◆ Instructions to follow ◆
Please copy the entries from the line with "phone in the image above." to the line with "1032;280;1309;403", both included and nothing else, and scale each numeric bounding-box coordinate by 0.65, rounding to whole numbers with halves going up. Keep all other text in those lines as it is.

◆ Data excerpts ◆
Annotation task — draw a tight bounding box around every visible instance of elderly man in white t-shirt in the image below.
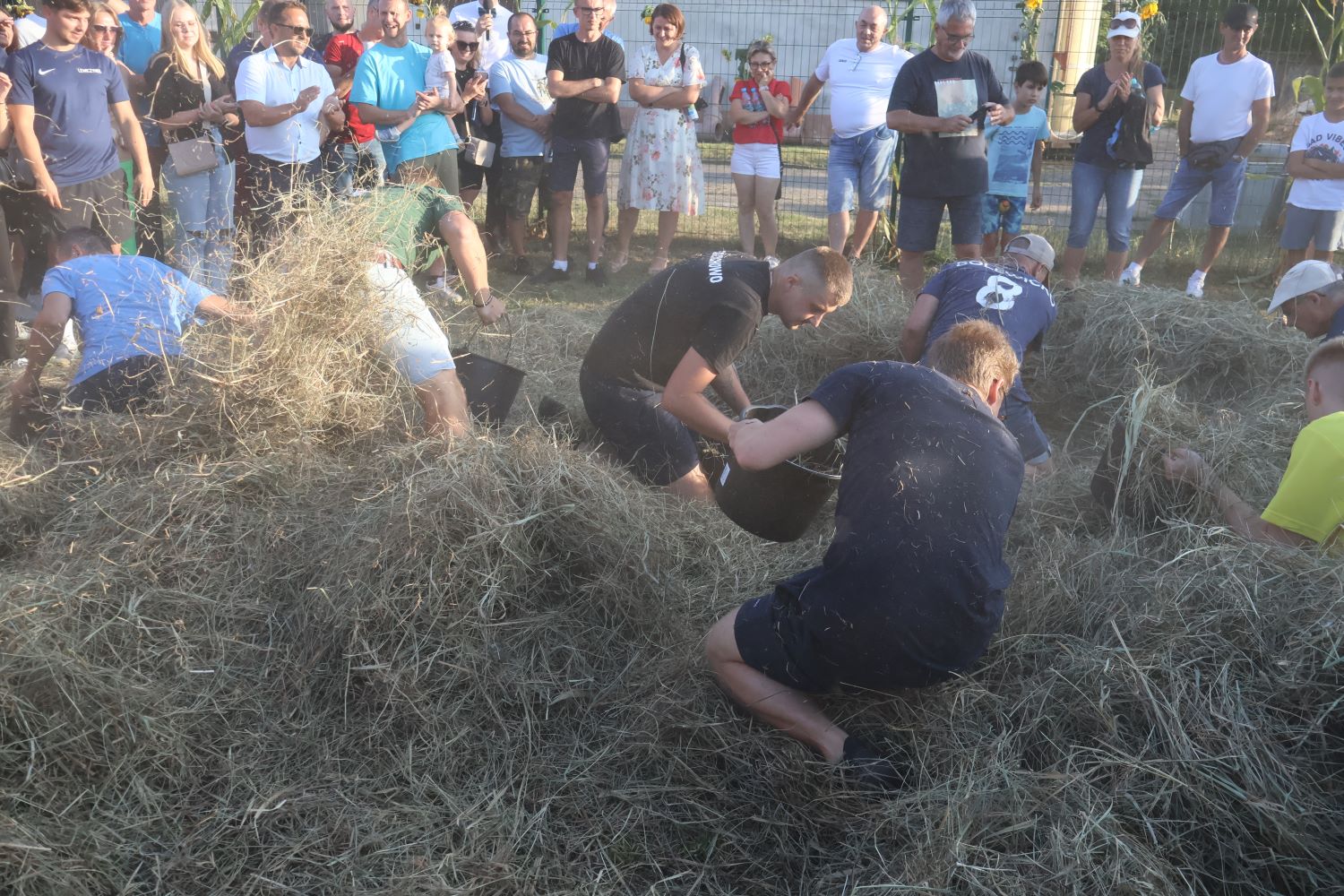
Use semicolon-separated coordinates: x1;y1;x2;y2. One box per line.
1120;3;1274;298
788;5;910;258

==

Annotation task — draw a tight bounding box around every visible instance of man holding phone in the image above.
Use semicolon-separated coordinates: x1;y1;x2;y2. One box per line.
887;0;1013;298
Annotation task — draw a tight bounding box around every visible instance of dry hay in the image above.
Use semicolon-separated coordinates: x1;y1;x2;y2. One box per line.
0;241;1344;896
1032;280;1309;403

* * *

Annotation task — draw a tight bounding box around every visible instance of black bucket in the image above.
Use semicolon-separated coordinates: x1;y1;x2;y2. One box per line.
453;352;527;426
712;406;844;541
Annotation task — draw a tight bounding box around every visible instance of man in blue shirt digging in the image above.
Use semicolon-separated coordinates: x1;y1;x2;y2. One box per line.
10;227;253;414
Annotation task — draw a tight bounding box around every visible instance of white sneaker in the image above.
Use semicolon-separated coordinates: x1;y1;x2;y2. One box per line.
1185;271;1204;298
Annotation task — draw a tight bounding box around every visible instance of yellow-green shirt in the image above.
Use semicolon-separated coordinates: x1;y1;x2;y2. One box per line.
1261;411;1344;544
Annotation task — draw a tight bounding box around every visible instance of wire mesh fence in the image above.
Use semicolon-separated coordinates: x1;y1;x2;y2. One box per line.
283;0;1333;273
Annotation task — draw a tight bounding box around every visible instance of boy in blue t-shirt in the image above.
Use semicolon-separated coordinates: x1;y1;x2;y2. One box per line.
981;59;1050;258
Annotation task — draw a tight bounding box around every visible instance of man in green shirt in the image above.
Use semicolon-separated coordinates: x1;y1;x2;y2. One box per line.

◆ Answer to the exercise ◆
Annotation task — draw a tight bounding box around every visible instance of man holding phone in the image above.
Use semicolon-separated coordinates: x1;y1;x2;y2. One box per line.
577;0;658;194
Annotation task — draw a tight bounding box around every visible instance of dry hay in the image above.
Use semicolon-separated coordinates: x1;y1;x2;y2. One box per line.
0;157;874;582
671;182;851;262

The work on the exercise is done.